▶ Document excerpt:
---------------
Done it three times. First time was a fall seeding and seeded it in spring because the fall didnt ge the moisture to germinate properly. It worked so well, that when I had a spring seeding (exactly as you describe) I called my dealer, got a reseed at 50% off and reseeded it. BOMBED and there isnt a reseed on a reseed program. So I cursed autoxicity for wasting my money. It really depends on how much growth you have. But definately 100% use your Brillion. And I would see if you can find a roller, not a cultipacker, but a roller to push the seed in. Because my 3rd time, thats what I did and it worked extremely well. So do as you want, but this guy right here is the king of shitty seeding luck and attempted recoveries. We always get just enough moisture to germinate and then it gets fried or frozen. I say try it but only if you brillion and roll it in. Cultipacker on firm ground just wont get it done efficiently im afraid.


----------



## TNKid (Mar 23, 2011)

I am getting ready to reseed a fall field of alfalfa as well. I have heard from farmers in my area that if you run a no till seeder or a disc turned straight through the field and broadcast, it will split the roots of the existing crop. When this happens, each split of the roots comes back as a thicker plant. In addition to being a good way to reseed, it will thicken the plants that made it through the winter.


----------



## Vol (Jul 5, 2009)

I am going to do a burndown with glyphosate this coming week on a weak field of orchard grass and timothy....wait a week and till it, culti-pack it, let it rain on it at least once then plant my first RR Alfalfa toward the end of March. I am even somewhat excited about the prospects. I think there is not a more beautiful site than a good stand of Alfalfa....just never thought I would be doing so in East Tennessee. I have gleaned alot of valuable alfalfa knowledge from this site the last couple of years and received helpful tips from mlappin and others. Now,......if I can just get the stuff to dry down.








Ain't this Country great!

Regards, Mike


----------
---------------
▶ Recorded data:
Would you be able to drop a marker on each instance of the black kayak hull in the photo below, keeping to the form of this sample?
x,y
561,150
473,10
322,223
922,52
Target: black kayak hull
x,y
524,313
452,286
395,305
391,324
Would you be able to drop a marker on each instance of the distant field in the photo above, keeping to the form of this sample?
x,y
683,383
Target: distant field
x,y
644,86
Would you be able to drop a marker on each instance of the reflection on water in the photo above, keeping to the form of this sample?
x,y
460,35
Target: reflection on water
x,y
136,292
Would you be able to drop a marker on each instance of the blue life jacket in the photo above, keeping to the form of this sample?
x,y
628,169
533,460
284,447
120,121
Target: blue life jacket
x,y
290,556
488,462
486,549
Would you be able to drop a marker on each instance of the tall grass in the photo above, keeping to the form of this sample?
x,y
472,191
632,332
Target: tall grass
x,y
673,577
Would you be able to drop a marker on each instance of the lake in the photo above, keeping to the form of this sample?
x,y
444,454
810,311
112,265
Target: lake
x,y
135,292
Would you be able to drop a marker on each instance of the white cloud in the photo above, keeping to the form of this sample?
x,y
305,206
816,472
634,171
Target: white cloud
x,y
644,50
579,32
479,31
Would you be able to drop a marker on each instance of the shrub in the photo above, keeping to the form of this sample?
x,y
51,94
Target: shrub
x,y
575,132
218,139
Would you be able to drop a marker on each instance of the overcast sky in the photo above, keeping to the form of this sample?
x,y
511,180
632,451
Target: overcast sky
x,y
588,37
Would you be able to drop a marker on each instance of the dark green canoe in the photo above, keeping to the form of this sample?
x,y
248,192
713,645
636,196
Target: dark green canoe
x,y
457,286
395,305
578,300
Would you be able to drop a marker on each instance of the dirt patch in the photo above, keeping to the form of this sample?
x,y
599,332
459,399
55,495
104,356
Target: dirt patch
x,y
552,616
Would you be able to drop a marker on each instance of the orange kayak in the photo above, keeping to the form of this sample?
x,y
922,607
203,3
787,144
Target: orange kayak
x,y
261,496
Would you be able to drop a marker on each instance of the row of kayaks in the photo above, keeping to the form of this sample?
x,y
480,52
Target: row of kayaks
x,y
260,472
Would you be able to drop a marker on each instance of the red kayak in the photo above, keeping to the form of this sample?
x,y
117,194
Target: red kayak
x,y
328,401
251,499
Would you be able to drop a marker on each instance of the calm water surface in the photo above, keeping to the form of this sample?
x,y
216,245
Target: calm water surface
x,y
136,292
---------------
▶ Requirements:
(A) List every farm implement named in the alfalfa reseeding thread.
(B) Please copy the alfalfa reseeding thread word for word, from "## TNKid (Mar" up to and including "through the winter.".

▶ Solutions per task:
(A)
- Brillion
- roller
- cultipacker
- no till seeder
- disc

(B)
## TNKid (Mar 23, 2011)

I am getting ready to reseed a fall field of alfalfa as well. I have heard from farmers in my area that if you run a no till seeder or a disc turned straight through the field and broadcast, it will split the roots of the existing crop. When this happens, each split of the roots comes back as a thicker plant. In addition to being a good way to reseed, it will thicken the plants that made it through the winter.